> **Problem to work on**
Pick out every line in the entries below that contains the string "building" and copy each of those lines.

> **Exercise inputs**
--- Start ---
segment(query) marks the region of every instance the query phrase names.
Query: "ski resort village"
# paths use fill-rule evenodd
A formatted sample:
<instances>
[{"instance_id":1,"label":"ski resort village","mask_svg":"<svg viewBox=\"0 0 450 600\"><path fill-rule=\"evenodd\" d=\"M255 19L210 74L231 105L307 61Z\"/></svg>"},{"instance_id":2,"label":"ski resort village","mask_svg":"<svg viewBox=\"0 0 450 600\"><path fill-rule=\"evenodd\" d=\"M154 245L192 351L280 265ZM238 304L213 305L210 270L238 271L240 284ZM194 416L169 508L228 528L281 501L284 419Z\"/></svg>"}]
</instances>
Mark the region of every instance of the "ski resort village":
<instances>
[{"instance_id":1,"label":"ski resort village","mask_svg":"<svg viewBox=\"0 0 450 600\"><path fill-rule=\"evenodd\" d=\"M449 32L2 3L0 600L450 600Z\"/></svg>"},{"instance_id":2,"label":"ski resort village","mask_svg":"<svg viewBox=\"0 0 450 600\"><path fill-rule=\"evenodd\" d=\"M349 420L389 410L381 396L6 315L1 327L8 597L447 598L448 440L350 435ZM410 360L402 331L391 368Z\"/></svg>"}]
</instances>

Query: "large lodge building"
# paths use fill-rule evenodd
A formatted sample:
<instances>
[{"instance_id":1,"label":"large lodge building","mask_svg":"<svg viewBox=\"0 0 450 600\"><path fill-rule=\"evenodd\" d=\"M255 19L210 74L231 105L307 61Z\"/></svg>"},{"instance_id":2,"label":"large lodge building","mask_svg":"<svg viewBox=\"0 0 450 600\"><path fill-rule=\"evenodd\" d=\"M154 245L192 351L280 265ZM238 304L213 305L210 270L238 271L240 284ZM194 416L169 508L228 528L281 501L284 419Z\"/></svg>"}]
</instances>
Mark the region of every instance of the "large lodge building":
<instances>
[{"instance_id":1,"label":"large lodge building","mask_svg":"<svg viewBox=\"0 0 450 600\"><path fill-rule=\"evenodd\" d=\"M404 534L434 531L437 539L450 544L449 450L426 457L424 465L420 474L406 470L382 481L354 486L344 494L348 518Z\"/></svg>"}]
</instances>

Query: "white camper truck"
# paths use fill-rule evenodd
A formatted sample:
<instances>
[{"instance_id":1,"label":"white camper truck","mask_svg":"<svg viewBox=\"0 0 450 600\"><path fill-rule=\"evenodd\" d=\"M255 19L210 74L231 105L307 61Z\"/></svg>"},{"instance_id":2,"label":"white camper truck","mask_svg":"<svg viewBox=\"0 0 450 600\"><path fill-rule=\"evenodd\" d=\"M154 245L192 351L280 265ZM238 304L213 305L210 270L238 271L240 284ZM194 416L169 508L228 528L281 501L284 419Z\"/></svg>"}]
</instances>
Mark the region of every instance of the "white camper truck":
--- End ---
> **Solution for this task**
Query: "large lodge building"
[{"instance_id":1,"label":"large lodge building","mask_svg":"<svg viewBox=\"0 0 450 600\"><path fill-rule=\"evenodd\" d=\"M255 19L210 74L231 105L307 61Z\"/></svg>"},{"instance_id":2,"label":"large lodge building","mask_svg":"<svg viewBox=\"0 0 450 600\"><path fill-rule=\"evenodd\" d=\"M154 245L192 351L280 265ZM238 304L213 305L210 270L238 271L240 284ZM194 416L169 508L228 528L281 501L284 419Z\"/></svg>"}]
Mark the region of every instance of the "large lodge building":
[{"instance_id":1,"label":"large lodge building","mask_svg":"<svg viewBox=\"0 0 450 600\"><path fill-rule=\"evenodd\" d=\"M404 534L434 531L437 539L450 544L449 450L426 457L424 465L420 474L406 470L382 481L354 486L344 494L348 518Z\"/></svg>"}]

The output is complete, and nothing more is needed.